[Image annotation data]
-.-.-

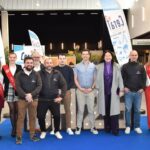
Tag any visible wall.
[128,0,150,38]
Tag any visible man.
[55,54,74,135]
[122,50,146,134]
[31,50,44,71]
[74,50,98,135]
[16,57,42,144]
[24,50,44,132]
[37,58,67,139]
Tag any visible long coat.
[96,63,124,116]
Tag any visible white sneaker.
[125,127,130,134]
[40,132,46,139]
[134,128,143,134]
[75,127,81,135]
[49,130,55,135]
[67,128,74,135]
[55,131,63,139]
[91,128,98,134]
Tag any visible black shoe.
[16,137,22,144]
[104,128,111,133]
[11,130,16,137]
[112,132,119,136]
[30,135,40,142]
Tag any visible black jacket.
[2,65,22,97]
[121,62,146,92]
[39,69,67,101]
[55,65,75,90]
[16,70,42,99]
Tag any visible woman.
[145,57,150,129]
[96,51,124,135]
[0,62,4,139]
[2,53,22,137]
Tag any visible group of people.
[0,49,150,144]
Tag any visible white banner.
[28,30,44,56]
[13,45,45,65]
[104,9,132,65]
[0,31,6,65]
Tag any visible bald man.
[37,57,67,139]
[122,50,146,134]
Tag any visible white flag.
[104,10,132,65]
[28,30,44,56]
[0,31,6,65]
[99,0,132,65]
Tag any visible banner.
[0,31,6,65]
[100,0,132,65]
[28,30,44,56]
[13,45,45,65]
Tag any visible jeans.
[125,91,142,128]
[37,100,60,133]
[76,89,95,128]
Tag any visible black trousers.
[104,95,119,134]
[37,100,60,132]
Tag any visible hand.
[119,91,124,97]
[79,88,92,94]
[138,89,144,93]
[25,93,33,102]
[54,97,62,103]
[124,87,130,93]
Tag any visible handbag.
[144,66,150,87]
[146,74,150,87]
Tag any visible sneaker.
[55,131,63,139]
[125,127,130,134]
[16,136,22,144]
[49,130,55,135]
[40,132,46,139]
[67,128,74,135]
[75,127,81,135]
[91,128,98,134]
[30,135,40,142]
[134,128,143,134]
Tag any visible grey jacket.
[96,63,124,116]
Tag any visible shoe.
[125,127,130,134]
[75,127,81,135]
[55,131,63,139]
[91,128,98,134]
[40,132,46,139]
[104,128,111,133]
[16,137,22,144]
[49,130,55,135]
[134,128,143,134]
[112,131,119,136]
[11,129,16,137]
[67,128,74,135]
[30,135,40,142]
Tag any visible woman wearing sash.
[96,50,124,136]
[2,53,22,137]
[0,62,4,139]
[145,56,150,130]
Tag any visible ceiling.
[0,0,137,11]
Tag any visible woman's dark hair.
[24,56,33,63]
[100,50,117,63]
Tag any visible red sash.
[0,83,4,108]
[3,65,16,91]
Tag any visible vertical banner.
[28,30,44,56]
[100,0,132,65]
[104,10,132,65]
[0,31,6,65]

-.-.-

Rewrite the records from the line with "Tag any visible black shoe." to the line with "[124,87,130,93]", both lines included, keeping every line in place and leaving the wording lines unchanged. Multiply each bounding box coordinate by 2.45 and round it to a whole number, with halves rounded up.

SOLUTION TO THIS PROBLEM:
Tag any visible black shoe.
[39,336,54,353]
[255,314,272,326]
[27,319,39,336]
[274,323,292,333]
[74,331,98,348]
Tag any visible black jacket.
[5,159,54,238]
[296,152,358,225]
[96,169,164,247]
[135,159,184,221]
[39,172,103,243]
Tag any visible woman.
[355,140,368,316]
[235,125,304,331]
[0,152,10,341]
[5,130,54,336]
Tag any visible group of people.
[0,120,368,353]
Tag any visible white banner.
[69,74,108,137]
[32,110,110,159]
[255,22,323,159]
[0,76,15,159]
Tag any visible bald man.
[91,140,164,341]
[299,123,358,328]
Tag any visible white flag.
[255,25,323,159]
[69,74,108,137]
[0,76,15,159]
[243,0,323,159]
Tag any visible banner.
[0,76,15,159]
[245,0,323,159]
[69,74,108,137]
[32,110,110,159]
Tag any visible jeans.
[306,223,348,314]
[91,245,147,326]
[186,218,233,314]
Tag any visible black trousers.
[255,233,292,328]
[91,245,147,323]
Tag any visible hand.
[292,223,304,238]
[194,216,225,230]
[338,218,353,228]
[61,228,81,250]
[132,238,152,252]
[304,213,319,228]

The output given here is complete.